RAW DATA:

=== Section Start ===

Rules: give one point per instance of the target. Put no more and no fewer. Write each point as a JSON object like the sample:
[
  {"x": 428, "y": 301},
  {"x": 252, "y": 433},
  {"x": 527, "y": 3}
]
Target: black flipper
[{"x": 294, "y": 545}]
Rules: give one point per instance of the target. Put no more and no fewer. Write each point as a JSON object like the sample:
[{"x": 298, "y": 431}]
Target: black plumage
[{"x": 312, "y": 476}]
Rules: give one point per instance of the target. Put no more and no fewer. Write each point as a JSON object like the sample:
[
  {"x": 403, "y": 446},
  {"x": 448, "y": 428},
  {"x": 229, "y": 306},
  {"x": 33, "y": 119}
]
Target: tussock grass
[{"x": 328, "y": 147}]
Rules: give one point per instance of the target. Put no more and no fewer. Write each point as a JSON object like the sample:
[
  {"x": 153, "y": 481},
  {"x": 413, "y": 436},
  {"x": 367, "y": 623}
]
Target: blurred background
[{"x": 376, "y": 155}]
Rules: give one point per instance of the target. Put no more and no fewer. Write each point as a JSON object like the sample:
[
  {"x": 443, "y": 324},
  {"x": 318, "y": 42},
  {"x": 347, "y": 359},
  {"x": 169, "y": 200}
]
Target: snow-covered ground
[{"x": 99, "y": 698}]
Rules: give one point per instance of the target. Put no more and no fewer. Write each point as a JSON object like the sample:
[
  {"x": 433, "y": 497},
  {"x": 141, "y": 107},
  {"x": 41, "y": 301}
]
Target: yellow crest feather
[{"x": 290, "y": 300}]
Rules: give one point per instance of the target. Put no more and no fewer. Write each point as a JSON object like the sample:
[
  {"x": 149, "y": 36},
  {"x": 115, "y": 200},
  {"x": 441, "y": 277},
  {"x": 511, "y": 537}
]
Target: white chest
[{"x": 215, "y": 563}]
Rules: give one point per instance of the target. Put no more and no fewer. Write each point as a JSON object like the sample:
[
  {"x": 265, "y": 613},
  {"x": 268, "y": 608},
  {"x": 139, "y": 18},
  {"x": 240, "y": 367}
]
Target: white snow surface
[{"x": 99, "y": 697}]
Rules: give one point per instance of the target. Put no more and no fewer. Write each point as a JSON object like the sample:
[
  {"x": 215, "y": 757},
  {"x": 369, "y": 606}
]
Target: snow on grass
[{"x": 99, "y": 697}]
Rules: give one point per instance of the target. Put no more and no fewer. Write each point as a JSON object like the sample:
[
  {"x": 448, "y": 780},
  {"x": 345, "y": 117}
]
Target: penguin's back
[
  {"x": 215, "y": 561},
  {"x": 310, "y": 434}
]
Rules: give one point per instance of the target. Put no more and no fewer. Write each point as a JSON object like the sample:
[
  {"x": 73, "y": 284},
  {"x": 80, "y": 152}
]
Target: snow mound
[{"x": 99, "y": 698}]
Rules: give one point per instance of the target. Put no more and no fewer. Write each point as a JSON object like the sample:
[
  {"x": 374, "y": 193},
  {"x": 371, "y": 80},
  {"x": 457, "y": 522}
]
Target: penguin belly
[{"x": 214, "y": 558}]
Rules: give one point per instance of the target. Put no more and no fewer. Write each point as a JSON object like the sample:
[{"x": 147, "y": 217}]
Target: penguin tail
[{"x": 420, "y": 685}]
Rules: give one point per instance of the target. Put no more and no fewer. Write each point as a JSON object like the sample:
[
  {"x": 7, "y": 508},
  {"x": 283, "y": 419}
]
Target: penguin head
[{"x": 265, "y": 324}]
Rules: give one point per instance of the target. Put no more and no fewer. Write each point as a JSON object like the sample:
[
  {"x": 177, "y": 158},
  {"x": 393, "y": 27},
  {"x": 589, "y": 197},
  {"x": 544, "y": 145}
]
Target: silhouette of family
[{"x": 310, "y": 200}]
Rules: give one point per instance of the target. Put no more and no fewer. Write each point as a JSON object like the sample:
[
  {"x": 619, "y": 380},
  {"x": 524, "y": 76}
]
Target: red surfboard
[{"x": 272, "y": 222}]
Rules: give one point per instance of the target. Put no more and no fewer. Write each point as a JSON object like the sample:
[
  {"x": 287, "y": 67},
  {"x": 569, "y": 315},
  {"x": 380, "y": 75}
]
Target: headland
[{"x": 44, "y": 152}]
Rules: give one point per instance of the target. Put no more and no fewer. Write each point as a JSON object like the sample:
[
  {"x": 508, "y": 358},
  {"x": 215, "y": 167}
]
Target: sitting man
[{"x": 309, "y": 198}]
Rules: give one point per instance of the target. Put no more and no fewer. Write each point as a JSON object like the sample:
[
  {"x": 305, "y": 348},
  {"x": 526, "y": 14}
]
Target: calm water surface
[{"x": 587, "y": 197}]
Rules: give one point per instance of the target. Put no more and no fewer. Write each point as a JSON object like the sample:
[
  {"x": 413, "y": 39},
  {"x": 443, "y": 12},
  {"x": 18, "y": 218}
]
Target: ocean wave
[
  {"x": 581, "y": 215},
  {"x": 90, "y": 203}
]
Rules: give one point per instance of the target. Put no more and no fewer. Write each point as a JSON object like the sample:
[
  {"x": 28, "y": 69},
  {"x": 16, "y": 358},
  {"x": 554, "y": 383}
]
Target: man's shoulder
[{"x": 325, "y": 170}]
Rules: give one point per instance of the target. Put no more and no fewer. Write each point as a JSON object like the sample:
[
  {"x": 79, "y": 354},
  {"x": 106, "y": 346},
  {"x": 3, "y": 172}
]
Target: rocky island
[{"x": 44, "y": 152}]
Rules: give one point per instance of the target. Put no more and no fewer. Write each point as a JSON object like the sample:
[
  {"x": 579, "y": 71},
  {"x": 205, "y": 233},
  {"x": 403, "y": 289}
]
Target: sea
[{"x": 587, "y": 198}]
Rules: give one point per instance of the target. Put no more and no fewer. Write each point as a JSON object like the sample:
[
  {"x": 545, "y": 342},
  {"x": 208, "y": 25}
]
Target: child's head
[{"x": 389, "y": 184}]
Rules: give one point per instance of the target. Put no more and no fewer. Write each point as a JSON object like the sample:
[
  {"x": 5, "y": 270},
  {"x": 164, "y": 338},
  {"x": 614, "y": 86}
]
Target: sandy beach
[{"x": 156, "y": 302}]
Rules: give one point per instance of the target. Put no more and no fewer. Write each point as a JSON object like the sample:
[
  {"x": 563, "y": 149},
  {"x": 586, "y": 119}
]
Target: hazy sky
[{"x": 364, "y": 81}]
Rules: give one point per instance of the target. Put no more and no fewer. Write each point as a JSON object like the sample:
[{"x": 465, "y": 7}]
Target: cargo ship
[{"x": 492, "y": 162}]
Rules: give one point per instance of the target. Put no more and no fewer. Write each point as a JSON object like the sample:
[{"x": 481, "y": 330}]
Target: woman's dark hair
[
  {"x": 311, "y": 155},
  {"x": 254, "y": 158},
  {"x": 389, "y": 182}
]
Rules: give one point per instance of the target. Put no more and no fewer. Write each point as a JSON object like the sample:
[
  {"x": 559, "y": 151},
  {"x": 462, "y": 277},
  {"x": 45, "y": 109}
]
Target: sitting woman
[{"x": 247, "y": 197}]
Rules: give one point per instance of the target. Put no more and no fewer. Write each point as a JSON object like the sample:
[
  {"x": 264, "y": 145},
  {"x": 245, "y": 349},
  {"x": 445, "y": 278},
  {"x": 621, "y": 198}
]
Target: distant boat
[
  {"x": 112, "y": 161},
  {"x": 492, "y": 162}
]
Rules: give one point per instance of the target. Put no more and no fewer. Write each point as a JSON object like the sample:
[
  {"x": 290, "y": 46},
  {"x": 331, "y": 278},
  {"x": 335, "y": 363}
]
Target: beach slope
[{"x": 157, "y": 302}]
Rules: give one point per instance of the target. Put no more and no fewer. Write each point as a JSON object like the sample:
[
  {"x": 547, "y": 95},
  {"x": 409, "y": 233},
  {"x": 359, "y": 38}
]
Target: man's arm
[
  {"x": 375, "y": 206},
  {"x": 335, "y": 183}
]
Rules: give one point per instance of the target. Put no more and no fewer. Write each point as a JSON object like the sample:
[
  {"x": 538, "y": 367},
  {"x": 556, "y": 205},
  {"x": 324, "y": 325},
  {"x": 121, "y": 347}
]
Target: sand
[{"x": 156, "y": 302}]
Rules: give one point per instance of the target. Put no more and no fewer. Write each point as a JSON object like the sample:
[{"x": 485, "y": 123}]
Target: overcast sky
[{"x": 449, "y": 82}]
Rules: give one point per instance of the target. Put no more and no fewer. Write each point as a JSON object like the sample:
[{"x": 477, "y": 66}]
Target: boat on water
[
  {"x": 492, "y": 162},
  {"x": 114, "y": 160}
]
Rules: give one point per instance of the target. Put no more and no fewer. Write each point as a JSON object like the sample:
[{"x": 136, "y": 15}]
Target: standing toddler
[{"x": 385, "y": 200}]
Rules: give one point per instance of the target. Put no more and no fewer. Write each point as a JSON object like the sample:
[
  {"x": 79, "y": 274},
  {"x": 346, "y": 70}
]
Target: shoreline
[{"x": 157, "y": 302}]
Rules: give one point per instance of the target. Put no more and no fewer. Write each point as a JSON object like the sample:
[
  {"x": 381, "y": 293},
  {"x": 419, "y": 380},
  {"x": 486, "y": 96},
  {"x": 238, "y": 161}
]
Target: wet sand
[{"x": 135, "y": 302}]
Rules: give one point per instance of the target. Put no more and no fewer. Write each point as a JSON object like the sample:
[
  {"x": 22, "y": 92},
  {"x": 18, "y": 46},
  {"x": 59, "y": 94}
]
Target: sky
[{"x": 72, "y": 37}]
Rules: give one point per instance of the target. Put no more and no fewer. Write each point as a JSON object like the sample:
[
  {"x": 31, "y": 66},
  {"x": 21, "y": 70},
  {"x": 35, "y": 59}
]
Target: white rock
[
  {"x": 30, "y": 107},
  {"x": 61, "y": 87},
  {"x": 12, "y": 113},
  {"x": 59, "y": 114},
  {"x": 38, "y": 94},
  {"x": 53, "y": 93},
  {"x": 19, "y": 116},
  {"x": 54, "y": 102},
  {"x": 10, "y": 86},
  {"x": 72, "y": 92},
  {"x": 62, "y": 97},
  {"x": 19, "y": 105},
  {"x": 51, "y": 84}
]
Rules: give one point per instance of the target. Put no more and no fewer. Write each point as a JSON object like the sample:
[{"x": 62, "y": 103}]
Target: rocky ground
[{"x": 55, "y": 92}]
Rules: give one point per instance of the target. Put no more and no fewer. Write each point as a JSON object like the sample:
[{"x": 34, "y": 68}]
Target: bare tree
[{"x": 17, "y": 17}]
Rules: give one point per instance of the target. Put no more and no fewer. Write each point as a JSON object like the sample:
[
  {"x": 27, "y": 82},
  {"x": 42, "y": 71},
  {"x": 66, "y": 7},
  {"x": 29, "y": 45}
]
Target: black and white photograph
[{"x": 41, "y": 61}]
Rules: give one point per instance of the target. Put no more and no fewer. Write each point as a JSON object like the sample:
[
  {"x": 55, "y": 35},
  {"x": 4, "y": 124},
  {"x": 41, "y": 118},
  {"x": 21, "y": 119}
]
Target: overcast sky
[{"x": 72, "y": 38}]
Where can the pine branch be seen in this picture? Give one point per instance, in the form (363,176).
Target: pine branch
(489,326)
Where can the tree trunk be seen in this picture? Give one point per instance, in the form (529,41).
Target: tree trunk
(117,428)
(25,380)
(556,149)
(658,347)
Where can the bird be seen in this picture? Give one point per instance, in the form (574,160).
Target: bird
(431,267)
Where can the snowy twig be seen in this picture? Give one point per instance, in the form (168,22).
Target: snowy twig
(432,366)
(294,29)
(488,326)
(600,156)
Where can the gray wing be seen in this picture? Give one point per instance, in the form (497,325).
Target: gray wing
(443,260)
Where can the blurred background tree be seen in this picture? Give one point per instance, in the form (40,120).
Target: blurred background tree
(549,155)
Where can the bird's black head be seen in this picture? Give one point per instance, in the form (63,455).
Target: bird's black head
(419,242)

=== Section End ===

PROBLEM REQUIREMENTS: Every line of the material that holds "this" should be copied out as the answer.

EXERCISE ANSWER:
Where can the pine branch be seen in this picture? Give one point per instance, in the form (363,176).
Where can the tree trunk be seen in this picture? Give one point per instance, in the form (529,41).
Where can the bird be seen in this picture? Give one point per instance, in the form (574,160).
Where can the snowy twig be seen in this picture? Give one point per instance, in the form (168,22).
Where can the gray wing be seen in this picture? Give one point per instance, in the form (497,325).
Where can the blurred background tree be seen in this picture? Give one point per instance, in the form (40,120).
Where can the bird's black head be seen in this picture? Give one point per instance, in the form (63,455).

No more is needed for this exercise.